◆ **Work to be completed**:
Copy the passage of the letter about Rose starting at "From the day" and ending at "fly to freedom!", swapping "cage" for "pen" wherever it occurs.
━━ Exercise text
Dear Ara Supporter ,
Our loyal donors that gave to Stop poaching made it possible for us to rescue Rose – the Macaw chick who was taken from her nest last year! Here’s what we believe has happened with poor Rose:
In June 2016, Rose the scarlet macaw was hatched in a nest in an old palm tree. Like most baby birds Rose was completely dependent upon her parents to feed her and keep her warm. Both of her parents worked very hard day in and day out to give her all the food that she needed, which was a lot as baby Macaws grow extremely fast, and need to constantly eat to achieve proper growth. After a little more than two months Rose began to climb up to the entrance of her home to see what was out there in the light. It seemed like there was a big world out there and Rose was looking forward to learning about it. She was also looking forward to learning to fly like her parents. Rose would stretch her young wings and use them for balance as she climbed up to the doorway of her nest. She knew that she would fledge soon, just as all young birds do. But, before she was able to do so, Rose was grabbed and taken from her safe home! She was lifted out into the big bright world and carried away from her home. As she was carried away, she could still hear her parents frantically calling to her from the trees.
From the day that she was taken away from her family and her home, Rose was kept in a cage from which she could not get out of. In the cage, Rose had no idea what to do with herself. She did not have her parents to teach her what to do. Actually, Rose did not have anyone to teach her what to do. She often felt bored as there was nothing that she could do all day. The world outside of her cage sure looked interesting. The food was rather gross but it was better than nothing. One lucky day, the cage door was left open and Rose was able to escape and fly to freedom!
━━━━
━━ Extracted entries
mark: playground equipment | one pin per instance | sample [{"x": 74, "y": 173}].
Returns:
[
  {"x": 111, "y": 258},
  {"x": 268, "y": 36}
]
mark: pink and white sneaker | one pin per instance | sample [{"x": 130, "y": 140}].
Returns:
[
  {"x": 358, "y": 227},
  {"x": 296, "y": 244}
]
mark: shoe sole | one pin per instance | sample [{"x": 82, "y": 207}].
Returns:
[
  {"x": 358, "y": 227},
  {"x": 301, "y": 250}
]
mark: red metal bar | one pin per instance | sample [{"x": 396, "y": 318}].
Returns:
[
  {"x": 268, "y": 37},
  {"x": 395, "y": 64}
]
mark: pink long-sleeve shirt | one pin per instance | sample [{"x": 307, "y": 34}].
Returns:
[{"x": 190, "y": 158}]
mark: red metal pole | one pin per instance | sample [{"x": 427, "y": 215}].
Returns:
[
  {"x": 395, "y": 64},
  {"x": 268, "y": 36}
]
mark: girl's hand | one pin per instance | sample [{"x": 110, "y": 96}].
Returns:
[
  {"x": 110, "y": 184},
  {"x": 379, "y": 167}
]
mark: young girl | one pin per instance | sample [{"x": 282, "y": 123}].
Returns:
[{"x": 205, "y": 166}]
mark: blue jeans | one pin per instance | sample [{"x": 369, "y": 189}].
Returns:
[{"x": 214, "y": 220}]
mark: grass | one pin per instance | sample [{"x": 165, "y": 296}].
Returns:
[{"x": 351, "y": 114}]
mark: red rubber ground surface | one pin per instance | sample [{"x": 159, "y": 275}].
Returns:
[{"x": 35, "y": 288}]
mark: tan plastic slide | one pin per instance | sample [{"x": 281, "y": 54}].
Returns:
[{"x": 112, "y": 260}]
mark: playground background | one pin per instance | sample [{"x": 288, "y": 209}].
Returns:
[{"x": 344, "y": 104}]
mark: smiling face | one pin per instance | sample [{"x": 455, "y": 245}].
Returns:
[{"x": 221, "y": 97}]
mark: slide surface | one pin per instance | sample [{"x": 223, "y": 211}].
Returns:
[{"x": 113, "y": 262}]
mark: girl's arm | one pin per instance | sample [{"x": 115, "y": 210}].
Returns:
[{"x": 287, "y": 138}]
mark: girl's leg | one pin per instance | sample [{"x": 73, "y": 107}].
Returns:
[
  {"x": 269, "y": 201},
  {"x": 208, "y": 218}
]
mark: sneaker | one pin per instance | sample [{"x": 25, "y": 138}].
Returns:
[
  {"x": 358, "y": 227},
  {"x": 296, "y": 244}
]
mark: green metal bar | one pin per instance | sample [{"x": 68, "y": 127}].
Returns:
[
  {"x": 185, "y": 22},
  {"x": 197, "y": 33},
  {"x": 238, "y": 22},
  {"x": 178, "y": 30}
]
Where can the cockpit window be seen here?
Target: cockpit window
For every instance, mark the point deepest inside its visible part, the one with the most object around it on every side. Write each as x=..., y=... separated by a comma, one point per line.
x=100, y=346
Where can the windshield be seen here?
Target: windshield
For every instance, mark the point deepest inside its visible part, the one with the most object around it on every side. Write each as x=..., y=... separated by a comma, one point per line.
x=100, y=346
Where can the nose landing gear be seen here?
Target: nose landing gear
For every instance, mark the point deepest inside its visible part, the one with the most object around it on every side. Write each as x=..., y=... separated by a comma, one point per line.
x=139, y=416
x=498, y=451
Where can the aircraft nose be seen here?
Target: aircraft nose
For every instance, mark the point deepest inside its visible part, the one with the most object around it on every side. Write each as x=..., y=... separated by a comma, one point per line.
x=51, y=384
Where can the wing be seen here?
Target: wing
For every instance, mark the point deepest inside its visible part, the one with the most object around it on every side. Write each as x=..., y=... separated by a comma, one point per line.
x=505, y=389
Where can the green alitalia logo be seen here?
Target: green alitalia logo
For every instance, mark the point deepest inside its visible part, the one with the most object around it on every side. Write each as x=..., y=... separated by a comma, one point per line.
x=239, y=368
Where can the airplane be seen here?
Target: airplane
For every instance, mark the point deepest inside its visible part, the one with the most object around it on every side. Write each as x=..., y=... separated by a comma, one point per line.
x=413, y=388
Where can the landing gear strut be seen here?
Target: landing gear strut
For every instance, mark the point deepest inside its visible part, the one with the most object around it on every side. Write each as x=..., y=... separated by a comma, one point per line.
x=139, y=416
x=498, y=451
━━━━
◆ **Written solution**:
From the day that she was taken away from her family and her home, Rose was kept in a pen from which she could not get out of. In the pen, Rose had no idea what to do with herself. She did not have her parents to teach her what to do. Actually, Rose did not have anyone to teach her what to do. She often felt bored as there was nothing that she could do all day. The world outside of her pen sure looked interesting. The food was rather gross but it was better than nothing. One lucky day, the pen door was left open and Rose was able to escape and fly to freedom!